▶ **About this task**:
Copy every item below word for word, leaving out the pictures.

= = = = = = =

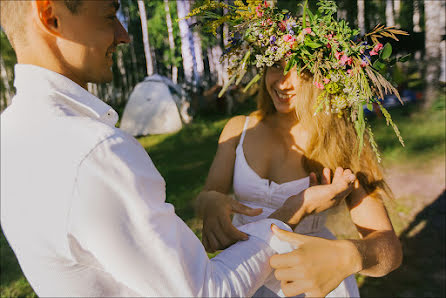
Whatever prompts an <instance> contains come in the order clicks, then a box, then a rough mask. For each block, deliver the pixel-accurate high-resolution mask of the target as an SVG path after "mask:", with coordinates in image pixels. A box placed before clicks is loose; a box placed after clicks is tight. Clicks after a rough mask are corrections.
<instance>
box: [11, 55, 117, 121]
mask: <svg viewBox="0 0 446 298" xmlns="http://www.w3.org/2000/svg"><path fill="white" fill-rule="evenodd" d="M14 86H15V87H16V90H17V94H19V93H31V94H33V95H35V94H36V93H39V94H41V95H50V94H55V93H56V94H58V95H61V96H63V97H64V98H65V99H66V100H68V101H69V102H70V103H71V104H72V105H73V106H74V107H75V108H76V109H77V110H79V111H80V112H82V113H83V114H85V115H87V116H89V117H91V118H96V119H97V120H99V121H101V122H104V123H106V124H108V125H110V126H115V125H116V123H117V121H118V113H116V111H115V110H113V108H112V107H110V106H109V105H108V104H106V103H105V102H103V101H102V100H100V99H99V98H97V97H96V96H94V95H93V94H91V93H90V92H88V91H87V90H85V89H84V88H82V87H81V86H79V85H78V84H76V83H75V82H73V81H72V80H70V79H69V78H67V77H65V76H63V75H61V74H58V73H56V72H54V71H51V70H49V69H46V68H43V67H40V66H36V65H30V64H16V65H15V80H14Z"/></svg>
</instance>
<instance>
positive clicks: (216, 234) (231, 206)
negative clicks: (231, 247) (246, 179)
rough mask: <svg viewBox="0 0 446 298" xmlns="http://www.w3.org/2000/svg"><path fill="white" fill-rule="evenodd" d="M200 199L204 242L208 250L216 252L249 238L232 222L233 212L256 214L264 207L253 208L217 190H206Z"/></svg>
mask: <svg viewBox="0 0 446 298" xmlns="http://www.w3.org/2000/svg"><path fill="white" fill-rule="evenodd" d="M204 196H205V198H204ZM198 199H199V201H200V213H201V215H202V217H203V231H202V235H203V240H202V242H203V245H204V247H205V249H206V251H207V252H215V251H216V250H220V249H225V248H227V247H229V246H231V245H232V244H234V243H236V242H237V241H240V240H248V235H246V234H245V233H243V232H241V231H239V230H238V229H237V228H236V227H234V225H233V224H232V222H231V214H233V213H240V214H244V215H248V216H256V215H260V214H261V213H262V209H252V208H250V207H248V206H245V205H243V204H241V203H239V202H237V201H236V200H234V199H233V198H231V197H229V196H227V195H225V194H222V193H219V192H216V191H209V192H206V194H202V195H201V198H200V197H199V198H198Z"/></svg>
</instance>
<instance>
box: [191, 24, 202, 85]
mask: <svg viewBox="0 0 446 298" xmlns="http://www.w3.org/2000/svg"><path fill="white" fill-rule="evenodd" d="M193 36H194V54H195V61H196V64H197V72H196V73H195V81H196V82H197V85H201V84H200V82H201V80H202V78H203V76H204V59H203V50H202V49H201V37H200V34H199V33H198V32H196V31H195V32H194V33H193Z"/></svg>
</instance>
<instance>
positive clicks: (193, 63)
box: [177, 0, 198, 88]
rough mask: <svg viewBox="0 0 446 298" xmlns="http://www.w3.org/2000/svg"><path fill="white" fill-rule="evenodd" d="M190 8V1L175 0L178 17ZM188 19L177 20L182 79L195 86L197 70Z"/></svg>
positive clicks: (192, 44) (191, 38)
mask: <svg viewBox="0 0 446 298" xmlns="http://www.w3.org/2000/svg"><path fill="white" fill-rule="evenodd" d="M189 10H190V2H189V1H183V0H177V12H178V19H182V18H184V17H185V16H186V15H187V14H188V13H189ZM190 22H191V21H190V19H187V20H184V19H183V20H181V21H179V24H178V25H179V27H180V36H181V57H182V58H183V70H184V80H185V84H186V86H192V87H193V88H195V87H196V86H197V83H198V82H197V81H195V78H196V76H195V73H196V72H197V63H196V60H195V49H194V39H193V35H192V32H191V30H190V28H189V25H190Z"/></svg>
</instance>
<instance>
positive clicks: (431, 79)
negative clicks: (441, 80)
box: [424, 0, 444, 109]
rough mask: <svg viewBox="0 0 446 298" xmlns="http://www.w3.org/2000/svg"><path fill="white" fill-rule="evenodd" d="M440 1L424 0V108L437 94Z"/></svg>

= = = = = = =

▶ **Answer to the exercise**:
Whatever prompts an <instance> contains come in the order clicks, then a box, then a rough mask. For each block, deliver the pixel-accurate high-resolution mask of the target as an SVG path after "mask:", with coordinates in image pixels. A box placed before clicks is loose; a box placed after clicks is tight. Clicks after a rough mask are corrections.
<instance>
box: [11, 55, 117, 121]
mask: <svg viewBox="0 0 446 298" xmlns="http://www.w3.org/2000/svg"><path fill="white" fill-rule="evenodd" d="M14 86H15V87H16V90H17V94H19V93H31V94H33V95H35V94H36V93H39V94H41V95H50V94H55V93H56V94H58V95H61V96H63V97H64V98H65V99H66V100H68V101H69V102H70V103H71V104H72V105H73V106H74V107H75V108H76V109H77V110H79V111H80V112H82V113H83V114H85V115H87V116H89V117H91V118H96V119H97V120H99V121H101V122H104V123H106V124H108V125H110V126H115V125H116V123H117V121H118V113H116V111H115V110H113V108H112V107H110V106H109V105H108V104H106V103H105V102H103V101H102V100H100V99H99V98H97V97H96V96H94V95H93V94H91V93H90V92H88V91H87V90H85V89H84V88H82V87H81V86H79V85H78V84H76V83H75V82H73V81H72V80H70V79H69V78H67V77H65V76H63V75H61V74H58V73H56V72H54V71H51V70H49V69H46V68H43V67H40V66H36V65H30V64H16V65H15V80H14Z"/></svg>
</instance>
<instance>
positive clicks: (216, 234) (231, 206)
negative clicks: (231, 247) (246, 179)
rough mask: <svg viewBox="0 0 446 298" xmlns="http://www.w3.org/2000/svg"><path fill="white" fill-rule="evenodd" d="M200 199L204 242L208 250L216 252L249 238L232 222L233 212L256 214L264 207L253 208L217 190H206Z"/></svg>
mask: <svg viewBox="0 0 446 298" xmlns="http://www.w3.org/2000/svg"><path fill="white" fill-rule="evenodd" d="M204 196H205V198H204ZM198 199H199V201H200V213H201V215H202V217H203V231H202V235H203V240H202V242H203V245H204V247H205V249H206V251H207V252H215V251H216V250H220V249H225V248H227V247H229V246H231V245H232V244H234V243H236V242H237V241H240V240H248V235H246V234H245V233H243V232H241V231H239V230H238V229H237V228H236V227H234V225H233V224H232V222H231V214H233V213H240V214H244V215H248V216H256V215H260V214H261V213H262V209H252V208H250V207H248V206H245V205H243V204H241V203H239V202H237V201H236V200H234V199H233V198H231V197H229V196H227V195H225V194H222V193H219V192H216V191H209V192H206V194H202V195H201V198H200V197H199V198H198Z"/></svg>
</instance>
<instance>
box: [191, 24, 202, 85]
mask: <svg viewBox="0 0 446 298" xmlns="http://www.w3.org/2000/svg"><path fill="white" fill-rule="evenodd" d="M193 36H194V54H195V61H196V64H197V72H196V73H195V81H196V82H197V85H201V84H200V82H201V80H202V78H203V76H204V59H203V50H202V49H201V37H200V34H199V33H198V32H196V31H195V32H194V33H193Z"/></svg>
</instance>
<instance>
positive clicks: (193, 63)
box: [177, 0, 198, 88]
rough mask: <svg viewBox="0 0 446 298" xmlns="http://www.w3.org/2000/svg"><path fill="white" fill-rule="evenodd" d="M190 8V1L175 0L178 17ZM188 19L177 20L182 79L195 86L197 70Z"/></svg>
positive clicks: (192, 44) (191, 38)
mask: <svg viewBox="0 0 446 298" xmlns="http://www.w3.org/2000/svg"><path fill="white" fill-rule="evenodd" d="M189 10H190V2H189V1H183V0H177V12H178V19H182V18H184V17H185V16H186V15H187V14H188V13H189ZM190 22H191V21H190V19H187V20H184V19H183V20H181V21H179V24H178V25H179V27H180V36H181V57H182V58H183V70H184V80H185V84H186V86H192V87H193V88H195V87H196V86H197V83H198V82H197V81H195V78H196V76H195V73H196V72H197V63H196V60H195V49H194V39H193V35H192V32H191V30H190V28H189V25H190Z"/></svg>
</instance>
<instance>
positive clicks: (431, 79)
negative clicks: (441, 80)
box: [424, 0, 444, 109]
rough mask: <svg viewBox="0 0 446 298" xmlns="http://www.w3.org/2000/svg"><path fill="white" fill-rule="evenodd" d="M440 1L424 0V108L437 94Z"/></svg>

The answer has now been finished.